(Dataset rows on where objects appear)
-----

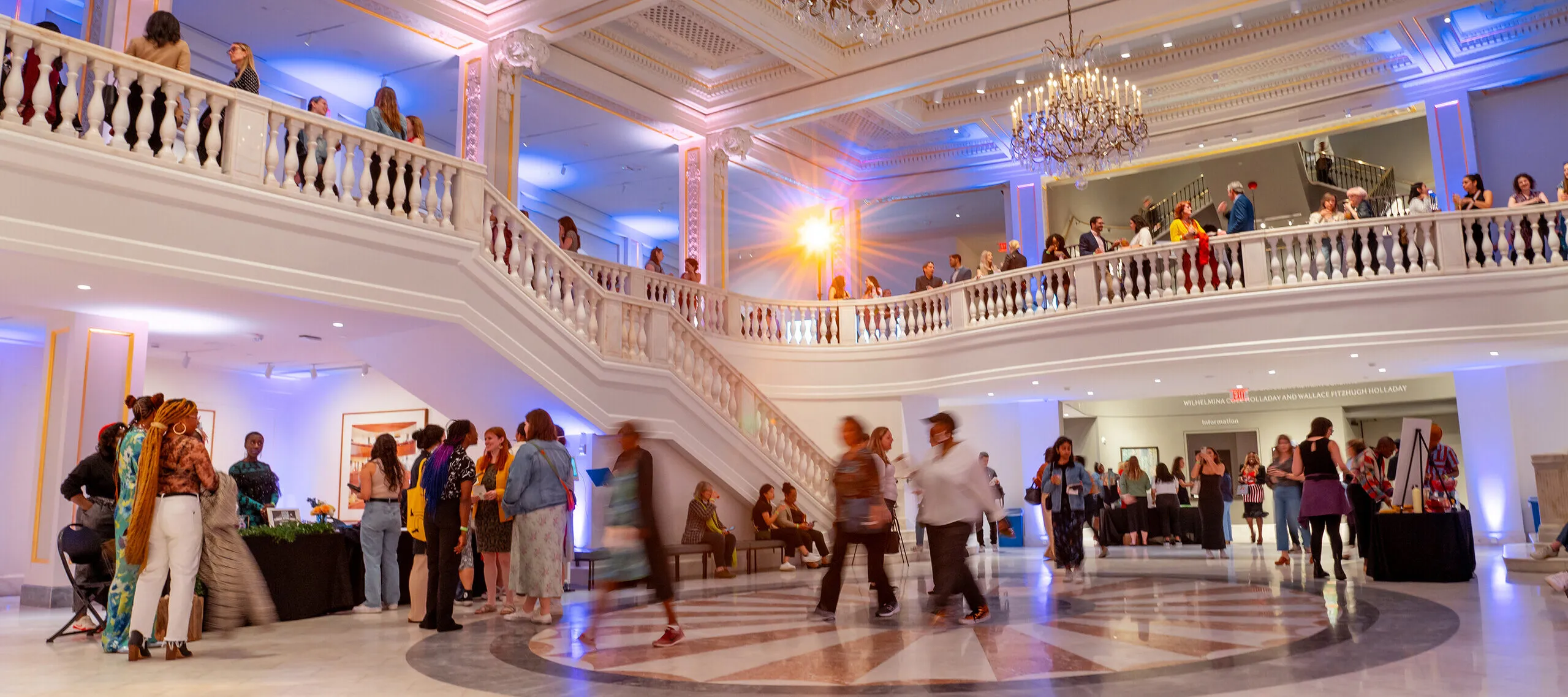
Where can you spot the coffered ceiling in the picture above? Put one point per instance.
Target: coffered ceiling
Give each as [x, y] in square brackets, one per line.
[935, 96]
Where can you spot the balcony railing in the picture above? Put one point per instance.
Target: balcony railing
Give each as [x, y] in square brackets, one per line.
[1347, 252]
[112, 102]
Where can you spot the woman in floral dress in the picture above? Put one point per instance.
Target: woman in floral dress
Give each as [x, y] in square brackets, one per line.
[116, 620]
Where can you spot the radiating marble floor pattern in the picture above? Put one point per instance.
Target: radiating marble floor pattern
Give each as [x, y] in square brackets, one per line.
[1161, 622]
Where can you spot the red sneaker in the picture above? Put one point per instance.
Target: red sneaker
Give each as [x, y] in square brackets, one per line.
[673, 636]
[983, 612]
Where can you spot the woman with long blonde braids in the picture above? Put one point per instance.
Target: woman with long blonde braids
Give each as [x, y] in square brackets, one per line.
[165, 531]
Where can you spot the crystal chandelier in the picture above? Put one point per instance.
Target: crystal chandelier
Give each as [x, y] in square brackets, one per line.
[1079, 121]
[868, 20]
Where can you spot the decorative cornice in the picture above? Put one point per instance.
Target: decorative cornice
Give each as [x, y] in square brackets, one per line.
[520, 49]
[653, 23]
[604, 40]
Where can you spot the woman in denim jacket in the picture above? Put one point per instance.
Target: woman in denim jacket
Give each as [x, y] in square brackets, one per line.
[1062, 487]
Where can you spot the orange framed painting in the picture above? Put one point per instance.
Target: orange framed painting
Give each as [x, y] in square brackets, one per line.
[360, 432]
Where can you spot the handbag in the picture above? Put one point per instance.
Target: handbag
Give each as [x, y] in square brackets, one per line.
[866, 516]
[571, 497]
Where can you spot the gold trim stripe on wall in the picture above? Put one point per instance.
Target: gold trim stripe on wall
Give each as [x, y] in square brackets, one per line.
[43, 440]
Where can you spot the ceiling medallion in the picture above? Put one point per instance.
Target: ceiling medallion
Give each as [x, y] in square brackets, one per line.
[868, 21]
[1079, 121]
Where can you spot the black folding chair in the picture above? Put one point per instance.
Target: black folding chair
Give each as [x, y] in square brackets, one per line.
[82, 545]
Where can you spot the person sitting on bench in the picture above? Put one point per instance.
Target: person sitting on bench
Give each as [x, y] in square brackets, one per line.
[766, 522]
[787, 516]
[705, 528]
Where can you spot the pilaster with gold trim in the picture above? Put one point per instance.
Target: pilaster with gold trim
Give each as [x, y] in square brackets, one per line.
[91, 365]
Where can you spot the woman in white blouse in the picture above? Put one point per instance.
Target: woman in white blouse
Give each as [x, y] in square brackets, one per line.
[1327, 212]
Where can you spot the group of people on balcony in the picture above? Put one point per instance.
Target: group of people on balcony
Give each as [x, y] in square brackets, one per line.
[162, 44]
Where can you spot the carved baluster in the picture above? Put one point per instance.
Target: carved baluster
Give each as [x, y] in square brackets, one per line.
[214, 140]
[94, 115]
[119, 121]
[421, 194]
[1520, 258]
[1487, 247]
[145, 128]
[290, 159]
[13, 84]
[447, 177]
[167, 128]
[330, 189]
[195, 96]
[74, 65]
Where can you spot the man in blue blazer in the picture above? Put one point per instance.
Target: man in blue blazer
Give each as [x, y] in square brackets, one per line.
[960, 270]
[1093, 242]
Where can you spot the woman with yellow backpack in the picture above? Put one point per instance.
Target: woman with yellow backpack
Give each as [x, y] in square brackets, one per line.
[427, 440]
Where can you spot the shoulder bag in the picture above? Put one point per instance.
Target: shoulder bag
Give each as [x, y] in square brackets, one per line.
[571, 497]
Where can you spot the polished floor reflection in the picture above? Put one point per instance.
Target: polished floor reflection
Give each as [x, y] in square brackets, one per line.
[1162, 622]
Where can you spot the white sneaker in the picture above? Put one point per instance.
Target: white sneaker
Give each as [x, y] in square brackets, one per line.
[1559, 581]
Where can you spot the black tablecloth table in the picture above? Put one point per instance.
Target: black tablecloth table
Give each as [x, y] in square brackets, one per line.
[1421, 547]
[308, 577]
[1187, 517]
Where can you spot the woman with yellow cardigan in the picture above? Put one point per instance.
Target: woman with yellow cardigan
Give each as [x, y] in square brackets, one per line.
[491, 525]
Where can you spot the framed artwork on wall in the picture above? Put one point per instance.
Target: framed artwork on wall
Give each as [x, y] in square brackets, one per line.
[360, 432]
[1146, 457]
[209, 426]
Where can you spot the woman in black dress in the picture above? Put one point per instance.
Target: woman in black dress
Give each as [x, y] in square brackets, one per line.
[1211, 505]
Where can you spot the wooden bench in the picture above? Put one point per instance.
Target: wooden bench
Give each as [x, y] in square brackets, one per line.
[683, 550]
[750, 547]
[592, 556]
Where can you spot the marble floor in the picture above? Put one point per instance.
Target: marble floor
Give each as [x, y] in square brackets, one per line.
[1151, 620]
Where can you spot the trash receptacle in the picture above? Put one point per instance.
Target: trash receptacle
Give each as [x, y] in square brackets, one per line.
[1015, 517]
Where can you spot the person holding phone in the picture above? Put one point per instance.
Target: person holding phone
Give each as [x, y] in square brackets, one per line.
[705, 528]
[1062, 486]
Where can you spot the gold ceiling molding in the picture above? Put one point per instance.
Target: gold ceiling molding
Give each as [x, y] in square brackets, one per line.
[411, 23]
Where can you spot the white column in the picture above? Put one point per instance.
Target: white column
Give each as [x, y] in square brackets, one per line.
[1452, 142]
[501, 135]
[90, 365]
[705, 202]
[1026, 216]
[1040, 424]
[1488, 468]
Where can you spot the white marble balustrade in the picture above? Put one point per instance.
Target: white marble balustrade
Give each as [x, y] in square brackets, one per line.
[112, 102]
[632, 316]
[1513, 237]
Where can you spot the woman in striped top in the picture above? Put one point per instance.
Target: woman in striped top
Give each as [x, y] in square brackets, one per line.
[705, 528]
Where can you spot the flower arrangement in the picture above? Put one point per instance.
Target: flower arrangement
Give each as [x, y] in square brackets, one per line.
[320, 511]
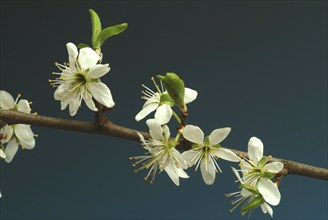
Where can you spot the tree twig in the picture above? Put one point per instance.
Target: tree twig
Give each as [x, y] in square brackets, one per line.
[111, 129]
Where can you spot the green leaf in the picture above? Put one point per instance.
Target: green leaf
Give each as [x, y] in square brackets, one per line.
[109, 32]
[96, 27]
[82, 45]
[254, 203]
[175, 87]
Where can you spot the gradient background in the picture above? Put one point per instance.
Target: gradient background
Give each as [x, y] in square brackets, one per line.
[260, 67]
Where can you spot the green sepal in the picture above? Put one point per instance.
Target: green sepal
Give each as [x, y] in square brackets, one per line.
[254, 203]
[96, 27]
[82, 45]
[109, 32]
[166, 99]
[262, 162]
[175, 87]
[267, 175]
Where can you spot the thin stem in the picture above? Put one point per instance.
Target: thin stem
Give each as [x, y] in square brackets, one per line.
[111, 129]
[176, 117]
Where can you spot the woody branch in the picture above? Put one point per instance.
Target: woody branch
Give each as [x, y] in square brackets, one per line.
[103, 126]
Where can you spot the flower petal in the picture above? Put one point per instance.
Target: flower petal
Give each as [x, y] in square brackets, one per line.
[226, 154]
[155, 129]
[207, 169]
[11, 150]
[190, 157]
[6, 100]
[181, 161]
[169, 169]
[73, 107]
[102, 94]
[218, 135]
[7, 131]
[190, 95]
[98, 71]
[267, 209]
[88, 58]
[181, 173]
[166, 132]
[87, 97]
[146, 111]
[193, 134]
[2, 154]
[72, 54]
[163, 114]
[255, 150]
[24, 106]
[274, 167]
[269, 191]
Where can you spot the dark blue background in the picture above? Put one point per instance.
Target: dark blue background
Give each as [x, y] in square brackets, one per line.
[260, 67]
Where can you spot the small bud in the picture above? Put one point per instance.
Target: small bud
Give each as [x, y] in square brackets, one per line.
[175, 88]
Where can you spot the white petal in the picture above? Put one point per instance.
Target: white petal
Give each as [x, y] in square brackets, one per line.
[24, 133]
[267, 209]
[73, 107]
[255, 150]
[88, 58]
[193, 134]
[7, 132]
[146, 111]
[2, 154]
[142, 139]
[6, 100]
[23, 106]
[11, 150]
[181, 173]
[163, 114]
[190, 95]
[166, 132]
[72, 54]
[218, 135]
[102, 94]
[169, 169]
[87, 97]
[274, 167]
[179, 159]
[207, 169]
[98, 70]
[237, 175]
[226, 154]
[189, 157]
[155, 129]
[269, 191]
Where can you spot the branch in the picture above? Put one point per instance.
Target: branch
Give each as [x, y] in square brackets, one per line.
[108, 128]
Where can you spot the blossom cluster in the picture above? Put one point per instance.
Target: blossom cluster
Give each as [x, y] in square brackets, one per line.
[79, 79]
[257, 188]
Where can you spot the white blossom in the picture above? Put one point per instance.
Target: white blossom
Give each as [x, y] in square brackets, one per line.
[80, 80]
[161, 154]
[205, 152]
[249, 193]
[161, 102]
[3, 156]
[15, 134]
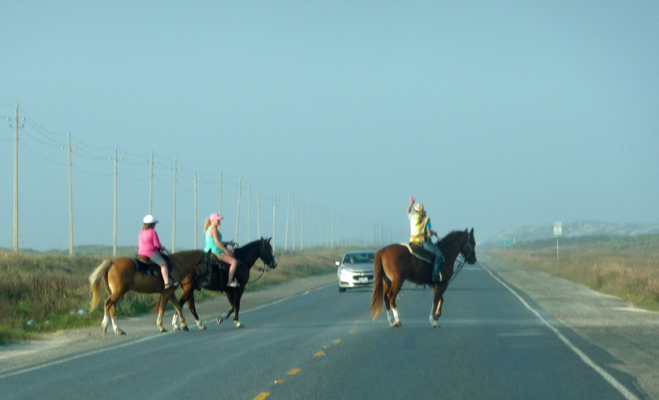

-----

*GOAL OF THE EXERCISE*:
Switch "black dress" to "navy dress" in the rows, beginning at the line that has "Where can you spot the framed" and stopping after the line that has "[1211, 505]". Keep everything else unchanged, and return only those lines.

*THE ANSWER*:
Where can you spot the framed artwork on wall in the picture above? Put one point per instance.
Target: framed artwork on wall
Give each as [x, y] in square brackets, one per line.
[360, 432]
[1146, 457]
[209, 426]
Where can you spot the woman in navy dress in the picture above? Put one point per instance.
Target: woman in navy dress
Give each as [x, y] in square brackets, one per line.
[1211, 505]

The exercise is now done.